* TEXTE DU DOCUMENT:
────────

Si vous vous demandez ce qu'est une «bagnolette» qui n'est plus si à la mode selon le Mercure de France de 1729, il s'agit d'un type de coiffe pour dame comme illustré dans la planche de mode suivante de Antoine Hérisset, parue aussi en 1729.

 

Les Bagnolettes
Planches de mode de Antoine Hérisset
1729
Collection Risjkmuseum

Les palatines sont une espèce de foulard que les dames s'enroulent autour du cou pour se tenir chaud. On peut en voir quelques unes dans ce tableau:

 

Détail de L'hiver
Artiste Nicolas Lancret
avant 1731
Source: Sotheby's



Revue de mousquetaires 
Artiste:Paul-Ponce-Antoine Robert de Séri 
 1729
 Collection du château de Versailles

Ce tableau de 1729 illustre le caractère flottant de la robe volante. Ces dames se sont déplacées pour voir la revue des mousquetaires qui est un événement protocolaire militaire. Elles sont habillées pour être vues en public. On peut voir que les plis du manteau de robe sont très larges et à l’avant et à l’arrière, ce qui donne un aspect «sac-à-patates» à cette silhouette. De par la position de leur torse, on devine que le corps baleiné est toujours présent. En effet, on peut voir une rectitude de la colonne vertébrale bien qu’elles soient assises sur l’herbe. Aussi les manteaux des robes volantes sont souvent fermés au niveau de leurs jupes, on le voit sur la dame en blanc de face et on le devine sur la dame en rayé saumon.

 

Durant la décennie 1720, la grosseur des paniers va en augmentant, tout en restant circulaire. On le voit dans les gravures d'Antoine Hérisset que j'estime être au tournant de 1730. 

Habit unis Damoiselle en panier
Artiste Antoine Hérisset
Non daté
Source: Gallica

Perruque à face Dame en robe Manche en Pagode
Artiste Antoine Hérisset
Non daté
Source: Gallica



Les années 1730 vont voir les paniers prendre une forme de plus en plus ovale, étroite d'avant en arrière et large sur les côtés.

────────

* CONTENU DES DONNÉES:
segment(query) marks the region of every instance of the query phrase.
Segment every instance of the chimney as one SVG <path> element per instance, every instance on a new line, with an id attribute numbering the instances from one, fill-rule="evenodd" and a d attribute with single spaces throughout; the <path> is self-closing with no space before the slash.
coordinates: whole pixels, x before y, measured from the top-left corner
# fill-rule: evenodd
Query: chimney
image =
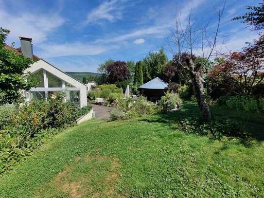
<path id="1" fill-rule="evenodd" d="M 32 38 L 19 37 L 21 44 L 21 51 L 22 53 L 29 58 L 33 57 L 33 50 L 32 49 Z"/>

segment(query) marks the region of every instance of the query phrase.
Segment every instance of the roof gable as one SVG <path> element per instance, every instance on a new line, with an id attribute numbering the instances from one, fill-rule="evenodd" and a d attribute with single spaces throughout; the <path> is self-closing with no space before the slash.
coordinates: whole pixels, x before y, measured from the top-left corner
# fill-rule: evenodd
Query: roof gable
<path id="1" fill-rule="evenodd" d="M 164 90 L 168 87 L 168 83 L 157 77 L 145 83 L 139 88 L 155 90 Z"/>
<path id="2" fill-rule="evenodd" d="M 70 76 L 64 72 L 58 69 L 48 62 L 42 59 L 33 63 L 29 68 L 26 70 L 26 72 L 34 72 L 40 69 L 43 69 L 53 74 L 62 80 L 67 82 L 76 87 L 83 87 L 86 89 L 86 85 L 80 82 L 78 80 Z"/>

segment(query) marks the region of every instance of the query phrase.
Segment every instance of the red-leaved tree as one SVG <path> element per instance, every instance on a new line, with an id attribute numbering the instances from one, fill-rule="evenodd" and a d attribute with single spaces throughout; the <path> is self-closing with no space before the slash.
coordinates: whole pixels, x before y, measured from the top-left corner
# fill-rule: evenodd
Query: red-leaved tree
<path id="1" fill-rule="evenodd" d="M 251 95 L 264 78 L 264 36 L 233 52 L 209 74 L 211 80 L 229 93 Z"/>
<path id="2" fill-rule="evenodd" d="M 107 65 L 106 70 L 107 82 L 110 83 L 123 81 L 130 77 L 129 70 L 124 61 L 115 61 Z"/>

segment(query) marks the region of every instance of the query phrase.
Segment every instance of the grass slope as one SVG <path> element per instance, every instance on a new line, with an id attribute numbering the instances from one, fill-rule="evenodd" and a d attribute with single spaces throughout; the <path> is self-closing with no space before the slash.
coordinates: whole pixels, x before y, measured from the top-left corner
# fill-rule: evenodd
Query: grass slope
<path id="1" fill-rule="evenodd" d="M 94 73 L 92 72 L 66 72 L 66 73 L 72 76 L 73 78 L 82 82 L 83 78 L 85 77 L 88 78 L 91 75 L 100 75 L 100 74 L 98 73 Z"/>
<path id="2" fill-rule="evenodd" d="M 179 131 L 175 120 L 197 115 L 190 104 L 167 116 L 92 120 L 7 172 L 0 196 L 264 197 L 264 116 L 213 111 L 243 120 L 258 139 L 246 146 Z"/>

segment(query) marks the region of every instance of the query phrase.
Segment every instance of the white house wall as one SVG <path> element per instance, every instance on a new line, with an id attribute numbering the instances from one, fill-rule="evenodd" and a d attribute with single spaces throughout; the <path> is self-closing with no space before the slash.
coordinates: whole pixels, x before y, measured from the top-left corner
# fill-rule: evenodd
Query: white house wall
<path id="1" fill-rule="evenodd" d="M 61 71 L 59 69 L 56 68 L 55 67 L 44 61 L 43 60 L 41 59 L 38 61 L 34 62 L 33 64 L 32 64 L 31 66 L 26 71 L 26 72 L 30 72 L 33 73 L 41 69 L 43 69 L 50 73 L 51 73 L 63 81 L 67 82 L 75 87 L 75 88 L 77 88 L 76 90 L 80 90 L 80 106 L 81 108 L 82 108 L 87 105 L 87 88 L 86 85 L 70 77 L 67 74 Z M 40 88 L 36 89 L 38 90 Z M 34 89 L 34 88 L 32 89 L 33 90 Z M 48 91 L 49 90 L 48 90 L 50 88 L 44 88 L 43 90 Z M 65 88 L 64 90 L 63 88 L 62 88 L 62 90 L 66 90 L 67 89 L 67 88 Z M 33 90 L 34 91 L 35 90 Z"/>

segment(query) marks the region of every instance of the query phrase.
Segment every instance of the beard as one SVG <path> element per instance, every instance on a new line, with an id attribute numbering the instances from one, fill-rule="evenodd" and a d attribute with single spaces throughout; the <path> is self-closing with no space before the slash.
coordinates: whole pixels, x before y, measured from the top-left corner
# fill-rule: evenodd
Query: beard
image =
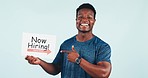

────────

* SÉRIE DE CONSIGNES:
(a) Traduisez en anglais cette phrase du texte sur la mode féminine vers 1729 : « Les palatines sont une espèce de foulard que les dames s'enroulent autour du cou pour se tenir chaud. »
(b) Poursuivez le texte sur la mode féminine vers 1729 en partant de sa dernière phrase.

* RÉSULTATS DE L'EXERCICE:
(a) Palatines are a kind of scarf that ladies wrap around their necks to keep warm.

(b)
Madame Mercier entourée de sa famille
Artiste Jacques Dumont dit Dumont Le Romain
1731
Collection du département des peintures du Musée du Louvres


L'absence de cintrage de la taille est bien visible dans ce portrait de famille de la nourrice de Louis XV, Marie-Madeleine Mercier. Il est à noter que toutes les dames de ce portrait, malgré des âges différents, portent une robe volante.

La Déclaration (1731),
Artiste: 
Jean-François de Troy
1731
Collection du château de Charlottenburg
Source: M
eisterdrucke



Au cours de la décennie 1730, les paniers prennent une forme ovale comme pour la dame de dos avec sa robe bleue à fleur rose. Sur ce tableau, certaines robes ont la taille évasée comme la dame en gris à gauche et d’autres comme celle de dos en bleu foncé où la taille semble plus accentuée. Cela semble plutôt un effet d'optique puisque que la manche et le bras de la dame sont placés de façon à cacher la taille. Le manteau de robe rose se referme complètement sur la jupe tandis que celui de la dame en blanc reste ouvert sur toute sa longueur. Ce sont là des variations de la robe volante dans les derniers temps de son règne.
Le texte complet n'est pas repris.